Available data =>

== == ==

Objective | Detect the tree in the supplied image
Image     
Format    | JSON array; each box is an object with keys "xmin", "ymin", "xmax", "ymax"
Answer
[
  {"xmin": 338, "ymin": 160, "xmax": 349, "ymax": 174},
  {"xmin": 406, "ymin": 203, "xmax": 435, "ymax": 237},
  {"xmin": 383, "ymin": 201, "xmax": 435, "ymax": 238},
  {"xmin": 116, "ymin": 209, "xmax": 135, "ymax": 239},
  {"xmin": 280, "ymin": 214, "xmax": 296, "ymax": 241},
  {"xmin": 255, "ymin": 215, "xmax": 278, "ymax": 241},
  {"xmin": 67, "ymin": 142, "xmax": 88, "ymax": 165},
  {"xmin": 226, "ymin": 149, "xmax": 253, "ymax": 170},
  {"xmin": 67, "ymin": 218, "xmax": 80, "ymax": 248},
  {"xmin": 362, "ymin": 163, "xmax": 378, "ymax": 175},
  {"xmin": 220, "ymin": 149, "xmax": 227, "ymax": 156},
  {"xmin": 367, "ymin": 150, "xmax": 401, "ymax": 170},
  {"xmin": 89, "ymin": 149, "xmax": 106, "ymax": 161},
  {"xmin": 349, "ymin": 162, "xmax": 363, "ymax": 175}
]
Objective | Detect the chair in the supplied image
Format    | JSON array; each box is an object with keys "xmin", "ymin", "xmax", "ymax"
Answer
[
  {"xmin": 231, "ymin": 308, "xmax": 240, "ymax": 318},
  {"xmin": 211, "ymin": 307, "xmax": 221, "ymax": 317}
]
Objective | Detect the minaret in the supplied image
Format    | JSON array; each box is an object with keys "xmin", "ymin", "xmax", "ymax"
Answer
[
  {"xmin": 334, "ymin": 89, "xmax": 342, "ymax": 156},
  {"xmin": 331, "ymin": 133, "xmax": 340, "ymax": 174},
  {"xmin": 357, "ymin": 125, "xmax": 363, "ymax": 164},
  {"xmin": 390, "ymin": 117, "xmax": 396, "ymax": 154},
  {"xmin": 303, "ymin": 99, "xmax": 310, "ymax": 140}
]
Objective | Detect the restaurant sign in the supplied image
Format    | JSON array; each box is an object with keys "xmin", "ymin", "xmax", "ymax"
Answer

== == ==

Task prompt =>
Reproduce the full set of entries above exactly, without dropping a line.

Answer to this problem =>
Objective | Detect the tree in the supplied image
Image     
Format    | JSON array; each box is an object with keys "xmin", "ymin", "xmax", "ymax"
Answer
[
  {"xmin": 338, "ymin": 160, "xmax": 349, "ymax": 174},
  {"xmin": 406, "ymin": 203, "xmax": 435, "ymax": 237},
  {"xmin": 383, "ymin": 201, "xmax": 435, "ymax": 238},
  {"xmin": 116, "ymin": 209, "xmax": 135, "ymax": 239},
  {"xmin": 280, "ymin": 214, "xmax": 296, "ymax": 241},
  {"xmin": 255, "ymin": 215, "xmax": 278, "ymax": 241},
  {"xmin": 67, "ymin": 142, "xmax": 88, "ymax": 165},
  {"xmin": 226, "ymin": 149, "xmax": 253, "ymax": 170},
  {"xmin": 67, "ymin": 218, "xmax": 80, "ymax": 248},
  {"xmin": 362, "ymin": 163, "xmax": 378, "ymax": 175},
  {"xmin": 220, "ymin": 149, "xmax": 227, "ymax": 156},
  {"xmin": 367, "ymin": 150, "xmax": 401, "ymax": 170},
  {"xmin": 89, "ymin": 149, "xmax": 106, "ymax": 161},
  {"xmin": 349, "ymin": 162, "xmax": 363, "ymax": 175}
]
Objective | Detect the chair in the supplied image
Format    | JSON array; each box is an object with keys "xmin", "ymin", "xmax", "ymax"
Answer
[
  {"xmin": 231, "ymin": 308, "xmax": 240, "ymax": 318},
  {"xmin": 211, "ymin": 307, "xmax": 221, "ymax": 317}
]
Objective | Detect the minaret in the supplied image
Format    | JSON array; each box is an object with keys "xmin", "ymin", "xmax", "ymax"
Answer
[
  {"xmin": 334, "ymin": 89, "xmax": 342, "ymax": 156},
  {"xmin": 331, "ymin": 133, "xmax": 340, "ymax": 174},
  {"xmin": 357, "ymin": 125, "xmax": 363, "ymax": 164},
  {"xmin": 390, "ymin": 117, "xmax": 396, "ymax": 154},
  {"xmin": 303, "ymin": 99, "xmax": 310, "ymax": 140}
]
Objective | Detect the restaurant sign in the supplied image
Format    | JSON array; each box is an object with keys "xmin", "ymin", "xmax", "ymax"
Answer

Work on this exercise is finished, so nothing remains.